[Recorded data]
-- Start --

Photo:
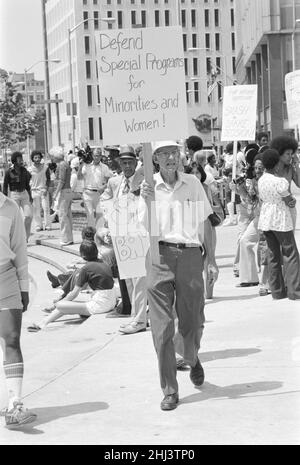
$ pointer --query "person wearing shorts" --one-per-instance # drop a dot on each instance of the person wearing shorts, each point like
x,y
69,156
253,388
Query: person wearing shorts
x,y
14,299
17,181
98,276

-- End --

Copy out every line of the material above word for word, leaving out the pictures.

Exercise response:
Photo:
$ pointer --query "person wearing shorts" --one-per-instance # drop a dot on each instance of the person wearing shorts, each point like
x,y
69,156
253,388
Query: person wearing shorts
x,y
14,299
17,181
98,276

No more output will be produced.